# Given task a
In the passage on Goth culture below, swap "misfits" for "outcasts" and write out the stretch from "The runaway success" through "generation of misfits.".

# Excerpt to read
begin

The runaway success of Wednesday didn’t surprise me at all. I’ve watched a new Goth heroine emerge every decade. Winona Ryder’s Lydia Deetz in Beetlejuice. Fairuza Balk as Nancy “We are the weirdos, mister” Downs in The Craft. Evanescence singer Amy Lee. Kate Beckinsale’s catsuit in the Underworld movies. YouTuber Black Friday. We were overdue for Jenna Ortega’s Wednesday to enrapture and inspire the next generation of misfits.

No, what’s shocking is not that young people continue to be drawn to this subculture that embraces melancholia and angst, but that the Original Goths—now firmly Elder Goths—are still going at it with vigor.

This month, Siouxsie (aged 65, now a solo act) is headlining the Cruel World Festival in California, her first performance in North America in 15 years. She’ll play alongside such other OGs as Love and Rockets, Gary Numan, and Echo & the Bunnymen, also in their mid-60s. Meanwhile, Robert Smith of the Cure, a band that’s continued to sell out tours despite not putting out a new record since 2008, made headlines worldwide this year after taking on Ticketmaster fees. And he did it while staying true to his signature ‘80s look of red lipstick, backcombed hair, and black eyeliner. He’s 64.

So what is it about Goth that doesn’t die?

end

# Given task b
Count the lines of the listing below that contain the string "forest", matching case exactly. Reply with the number alone.

# Task input
begin

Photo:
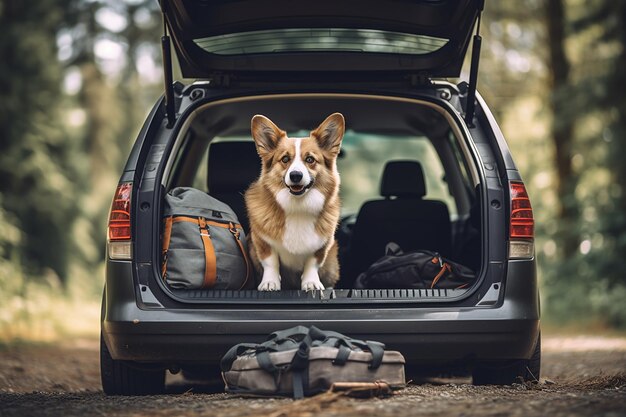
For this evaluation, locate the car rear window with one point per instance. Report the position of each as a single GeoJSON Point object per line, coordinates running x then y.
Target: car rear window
{"type": "Point", "coordinates": [321, 40]}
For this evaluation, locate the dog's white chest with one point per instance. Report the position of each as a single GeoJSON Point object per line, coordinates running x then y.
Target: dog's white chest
{"type": "Point", "coordinates": [300, 239]}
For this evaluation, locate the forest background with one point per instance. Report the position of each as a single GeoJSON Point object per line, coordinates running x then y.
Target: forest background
{"type": "Point", "coordinates": [77, 78]}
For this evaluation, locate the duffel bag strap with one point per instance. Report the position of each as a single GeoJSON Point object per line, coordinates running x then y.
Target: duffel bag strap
{"type": "Point", "coordinates": [227, 360]}
{"type": "Point", "coordinates": [236, 234]}
{"type": "Point", "coordinates": [300, 368]}
{"type": "Point", "coordinates": [167, 236]}
{"type": "Point", "coordinates": [377, 349]}
{"type": "Point", "coordinates": [210, 262]}
{"type": "Point", "coordinates": [444, 269]}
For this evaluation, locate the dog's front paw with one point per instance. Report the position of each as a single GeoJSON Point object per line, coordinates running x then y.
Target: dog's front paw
{"type": "Point", "coordinates": [310, 285]}
{"type": "Point", "coordinates": [269, 284]}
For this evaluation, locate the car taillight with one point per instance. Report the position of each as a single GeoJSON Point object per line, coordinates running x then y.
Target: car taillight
{"type": "Point", "coordinates": [119, 236]}
{"type": "Point", "coordinates": [522, 227]}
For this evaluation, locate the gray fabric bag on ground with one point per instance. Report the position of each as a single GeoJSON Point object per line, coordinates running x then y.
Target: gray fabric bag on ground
{"type": "Point", "coordinates": [304, 361]}
{"type": "Point", "coordinates": [204, 246]}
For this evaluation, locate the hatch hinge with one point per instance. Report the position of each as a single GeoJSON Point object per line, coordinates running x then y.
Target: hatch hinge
{"type": "Point", "coordinates": [219, 79]}
{"type": "Point", "coordinates": [170, 111]}
{"type": "Point", "coordinates": [470, 106]}
{"type": "Point", "coordinates": [420, 79]}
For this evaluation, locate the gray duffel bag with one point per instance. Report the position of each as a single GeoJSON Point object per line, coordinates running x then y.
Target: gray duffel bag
{"type": "Point", "coordinates": [204, 246]}
{"type": "Point", "coordinates": [304, 361]}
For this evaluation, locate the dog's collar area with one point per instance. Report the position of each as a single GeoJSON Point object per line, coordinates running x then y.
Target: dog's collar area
{"type": "Point", "coordinates": [301, 190]}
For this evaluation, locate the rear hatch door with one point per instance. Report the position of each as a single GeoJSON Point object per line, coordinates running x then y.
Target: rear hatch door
{"type": "Point", "coordinates": [279, 39]}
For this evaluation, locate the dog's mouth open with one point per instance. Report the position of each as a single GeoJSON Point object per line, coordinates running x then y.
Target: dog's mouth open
{"type": "Point", "coordinates": [299, 189]}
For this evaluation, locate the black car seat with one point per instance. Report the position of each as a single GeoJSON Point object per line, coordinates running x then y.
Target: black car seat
{"type": "Point", "coordinates": [403, 217]}
{"type": "Point", "coordinates": [233, 166]}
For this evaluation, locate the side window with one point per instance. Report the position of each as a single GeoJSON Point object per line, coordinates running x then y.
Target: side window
{"type": "Point", "coordinates": [364, 157]}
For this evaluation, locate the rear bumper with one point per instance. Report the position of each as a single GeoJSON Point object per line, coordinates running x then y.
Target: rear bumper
{"type": "Point", "coordinates": [506, 330]}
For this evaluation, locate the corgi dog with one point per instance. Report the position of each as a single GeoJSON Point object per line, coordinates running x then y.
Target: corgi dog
{"type": "Point", "coordinates": [294, 205]}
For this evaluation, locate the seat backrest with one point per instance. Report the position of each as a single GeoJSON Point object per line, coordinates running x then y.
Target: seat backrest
{"type": "Point", "coordinates": [403, 217]}
{"type": "Point", "coordinates": [233, 166]}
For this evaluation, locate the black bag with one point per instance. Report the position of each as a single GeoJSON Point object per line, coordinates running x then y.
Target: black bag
{"type": "Point", "coordinates": [420, 269]}
{"type": "Point", "coordinates": [303, 361]}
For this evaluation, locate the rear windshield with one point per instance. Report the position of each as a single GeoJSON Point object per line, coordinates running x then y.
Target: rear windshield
{"type": "Point", "coordinates": [322, 40]}
{"type": "Point", "coordinates": [361, 164]}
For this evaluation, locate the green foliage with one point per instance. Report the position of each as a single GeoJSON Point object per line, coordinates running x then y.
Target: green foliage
{"type": "Point", "coordinates": [36, 162]}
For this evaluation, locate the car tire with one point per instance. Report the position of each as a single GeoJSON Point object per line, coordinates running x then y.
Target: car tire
{"type": "Point", "coordinates": [509, 372]}
{"type": "Point", "coordinates": [127, 378]}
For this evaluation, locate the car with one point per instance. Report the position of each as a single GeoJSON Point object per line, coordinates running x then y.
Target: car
{"type": "Point", "coordinates": [383, 65]}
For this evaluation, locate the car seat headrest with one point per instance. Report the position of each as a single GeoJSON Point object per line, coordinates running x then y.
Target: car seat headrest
{"type": "Point", "coordinates": [403, 179]}
{"type": "Point", "coordinates": [232, 166]}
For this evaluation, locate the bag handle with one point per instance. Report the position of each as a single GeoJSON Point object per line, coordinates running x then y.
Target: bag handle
{"type": "Point", "coordinates": [210, 262]}
{"type": "Point", "coordinates": [167, 236]}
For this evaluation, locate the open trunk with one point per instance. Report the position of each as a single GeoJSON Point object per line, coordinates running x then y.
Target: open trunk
{"type": "Point", "coordinates": [379, 129]}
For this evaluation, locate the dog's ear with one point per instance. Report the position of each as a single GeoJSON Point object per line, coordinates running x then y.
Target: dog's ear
{"type": "Point", "coordinates": [265, 134]}
{"type": "Point", "coordinates": [330, 133]}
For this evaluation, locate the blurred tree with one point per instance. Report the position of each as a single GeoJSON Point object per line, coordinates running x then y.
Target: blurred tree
{"type": "Point", "coordinates": [599, 26]}
{"type": "Point", "coordinates": [107, 43]}
{"type": "Point", "coordinates": [37, 166]}
{"type": "Point", "coordinates": [562, 132]}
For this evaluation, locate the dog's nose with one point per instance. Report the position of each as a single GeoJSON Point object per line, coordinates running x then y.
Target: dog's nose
{"type": "Point", "coordinates": [295, 176]}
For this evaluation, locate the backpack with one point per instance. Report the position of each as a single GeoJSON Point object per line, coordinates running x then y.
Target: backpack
{"type": "Point", "coordinates": [421, 269]}
{"type": "Point", "coordinates": [304, 361]}
{"type": "Point", "coordinates": [204, 246]}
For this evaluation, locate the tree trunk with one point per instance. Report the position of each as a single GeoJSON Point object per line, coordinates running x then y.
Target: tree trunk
{"type": "Point", "coordinates": [562, 132]}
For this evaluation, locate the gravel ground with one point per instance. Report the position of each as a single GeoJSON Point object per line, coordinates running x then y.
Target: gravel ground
{"type": "Point", "coordinates": [581, 376]}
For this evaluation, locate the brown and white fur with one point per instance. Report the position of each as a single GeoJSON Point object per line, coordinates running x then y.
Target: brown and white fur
{"type": "Point", "coordinates": [294, 206]}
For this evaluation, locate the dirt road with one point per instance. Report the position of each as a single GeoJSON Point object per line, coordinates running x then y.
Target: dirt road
{"type": "Point", "coordinates": [581, 376]}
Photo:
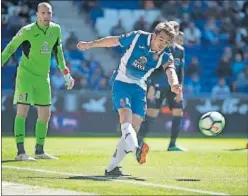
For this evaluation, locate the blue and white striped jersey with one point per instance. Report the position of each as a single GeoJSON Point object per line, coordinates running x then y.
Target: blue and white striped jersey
{"type": "Point", "coordinates": [139, 61]}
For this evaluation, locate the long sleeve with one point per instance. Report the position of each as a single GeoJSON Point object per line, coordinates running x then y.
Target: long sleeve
{"type": "Point", "coordinates": [13, 45]}
{"type": "Point", "coordinates": [181, 69]}
{"type": "Point", "coordinates": [58, 52]}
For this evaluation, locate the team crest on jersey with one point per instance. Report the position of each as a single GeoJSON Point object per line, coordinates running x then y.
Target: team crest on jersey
{"type": "Point", "coordinates": [155, 56]}
{"type": "Point", "coordinates": [177, 61]}
{"type": "Point", "coordinates": [20, 97]}
{"type": "Point", "coordinates": [140, 63]}
{"type": "Point", "coordinates": [45, 48]}
{"type": "Point", "coordinates": [50, 34]}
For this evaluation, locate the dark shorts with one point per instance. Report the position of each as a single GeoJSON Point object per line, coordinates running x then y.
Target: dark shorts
{"type": "Point", "coordinates": [162, 94]}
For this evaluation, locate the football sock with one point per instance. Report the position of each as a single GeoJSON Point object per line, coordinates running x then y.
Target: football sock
{"type": "Point", "coordinates": [40, 133]}
{"type": "Point", "coordinates": [119, 155]}
{"type": "Point", "coordinates": [144, 128]}
{"type": "Point", "coordinates": [130, 136]}
{"type": "Point", "coordinates": [175, 129]}
{"type": "Point", "coordinates": [19, 129]}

end

# Complete answer a
The runaway success of Wednesday didn’t surprise me at all. I’ve watched a new Goth heroine emerge every decade. Winona Ryder’s Lydia Deetz in Beetlejuice. Fairuza Balk as Nancy “We are the weirdos, mister” Downs in The Craft. Evanescence singer Amy Lee. Kate Beckinsale’s catsuit in the Underworld movies. YouTuber Black Friday. We were overdue for Jenna Ortega’s Wednesday to enrapture and inspire the next generation of outcasts.

# Complete answer b
2